• RECORDS SUPPLIED:
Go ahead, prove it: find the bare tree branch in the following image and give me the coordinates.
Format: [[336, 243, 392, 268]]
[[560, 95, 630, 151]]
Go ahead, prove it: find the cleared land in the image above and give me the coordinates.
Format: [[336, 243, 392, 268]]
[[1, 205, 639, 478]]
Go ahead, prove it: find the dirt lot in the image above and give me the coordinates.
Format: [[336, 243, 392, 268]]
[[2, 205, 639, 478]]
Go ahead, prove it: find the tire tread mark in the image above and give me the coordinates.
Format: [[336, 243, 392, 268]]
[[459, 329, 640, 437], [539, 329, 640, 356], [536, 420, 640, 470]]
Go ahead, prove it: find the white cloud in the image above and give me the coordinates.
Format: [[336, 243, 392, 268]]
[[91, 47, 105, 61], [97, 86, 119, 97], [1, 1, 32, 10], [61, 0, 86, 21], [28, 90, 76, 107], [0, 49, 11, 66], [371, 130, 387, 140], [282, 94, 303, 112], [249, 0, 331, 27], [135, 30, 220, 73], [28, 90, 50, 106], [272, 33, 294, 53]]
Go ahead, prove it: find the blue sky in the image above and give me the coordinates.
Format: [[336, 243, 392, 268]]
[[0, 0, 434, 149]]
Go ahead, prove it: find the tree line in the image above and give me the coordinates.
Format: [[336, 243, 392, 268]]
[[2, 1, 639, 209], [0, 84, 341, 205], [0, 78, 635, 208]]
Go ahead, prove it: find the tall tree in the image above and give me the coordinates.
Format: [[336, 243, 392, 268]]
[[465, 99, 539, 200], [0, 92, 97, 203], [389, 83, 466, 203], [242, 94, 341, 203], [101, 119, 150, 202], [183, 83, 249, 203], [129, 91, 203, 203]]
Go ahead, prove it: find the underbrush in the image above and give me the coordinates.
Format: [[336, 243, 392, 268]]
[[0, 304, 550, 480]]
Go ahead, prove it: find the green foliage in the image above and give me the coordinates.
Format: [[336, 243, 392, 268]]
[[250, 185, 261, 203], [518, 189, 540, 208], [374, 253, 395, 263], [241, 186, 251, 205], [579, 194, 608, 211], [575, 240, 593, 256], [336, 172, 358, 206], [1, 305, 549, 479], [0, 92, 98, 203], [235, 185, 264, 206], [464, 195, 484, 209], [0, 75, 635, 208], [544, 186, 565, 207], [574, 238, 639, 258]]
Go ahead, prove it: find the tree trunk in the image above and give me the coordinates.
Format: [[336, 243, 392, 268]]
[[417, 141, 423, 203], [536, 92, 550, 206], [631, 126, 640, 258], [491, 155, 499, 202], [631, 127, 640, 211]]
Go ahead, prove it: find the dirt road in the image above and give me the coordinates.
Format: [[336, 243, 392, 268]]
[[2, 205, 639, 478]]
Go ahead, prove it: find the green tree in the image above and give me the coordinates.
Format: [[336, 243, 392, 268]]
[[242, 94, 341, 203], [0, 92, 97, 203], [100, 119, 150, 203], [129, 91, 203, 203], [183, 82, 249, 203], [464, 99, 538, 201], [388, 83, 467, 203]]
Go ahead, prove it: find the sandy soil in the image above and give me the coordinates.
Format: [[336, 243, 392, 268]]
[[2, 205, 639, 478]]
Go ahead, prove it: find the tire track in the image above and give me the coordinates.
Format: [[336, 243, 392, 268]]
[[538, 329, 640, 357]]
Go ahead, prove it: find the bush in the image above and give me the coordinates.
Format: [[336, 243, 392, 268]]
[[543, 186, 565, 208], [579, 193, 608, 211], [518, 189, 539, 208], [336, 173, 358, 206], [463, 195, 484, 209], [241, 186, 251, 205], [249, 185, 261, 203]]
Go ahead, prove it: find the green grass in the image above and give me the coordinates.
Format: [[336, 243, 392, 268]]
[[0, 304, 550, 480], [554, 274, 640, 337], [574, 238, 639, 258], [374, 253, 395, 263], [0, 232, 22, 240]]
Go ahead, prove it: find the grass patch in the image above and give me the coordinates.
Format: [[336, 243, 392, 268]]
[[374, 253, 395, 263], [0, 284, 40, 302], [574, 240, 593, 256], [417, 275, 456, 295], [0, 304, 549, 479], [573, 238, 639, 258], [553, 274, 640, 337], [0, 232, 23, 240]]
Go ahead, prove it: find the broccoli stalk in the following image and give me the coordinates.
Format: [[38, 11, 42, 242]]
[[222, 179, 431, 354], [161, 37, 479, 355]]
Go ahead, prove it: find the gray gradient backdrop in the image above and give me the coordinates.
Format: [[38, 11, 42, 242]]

• WORK ITEM: Lines to set down from above: the line with "Go ahead, prove it: find the tire tread", the line with "Go ahead, prove it: find the tall", and every line between, each exactly as written.

• WRITTEN ANSWER:
Go ahead, prove it: find the tire tread mark in the image above and give me the coordinates.
Format: [[336, 243, 392, 268]]
[[459, 329, 640, 437], [539, 329, 640, 356], [536, 420, 640, 470]]
Go ahead, prove it: find the white cloud in the image above and give me the coordinates.
Format: [[336, 243, 392, 268]]
[[91, 47, 105, 61], [97, 86, 119, 97], [1, 1, 32, 10], [61, 0, 86, 21], [28, 90, 76, 107], [0, 49, 11, 66], [371, 130, 387, 140], [282, 94, 303, 112], [249, 0, 331, 27], [135, 30, 220, 73], [28, 90, 50, 106], [272, 33, 294, 53]]
Go ahead, prove it: find the blue sky in the image above and give me the coordinates.
Format: [[336, 243, 392, 268]]
[[0, 0, 434, 149]]
Go ahead, prove it: find the tree line in the image above and give me the coordinates.
Format: [[336, 243, 392, 268]]
[[2, 1, 639, 209], [0, 84, 341, 205], [0, 78, 635, 208]]
Go ahead, prove it: find the tall tree in the image above and give me the coordinates.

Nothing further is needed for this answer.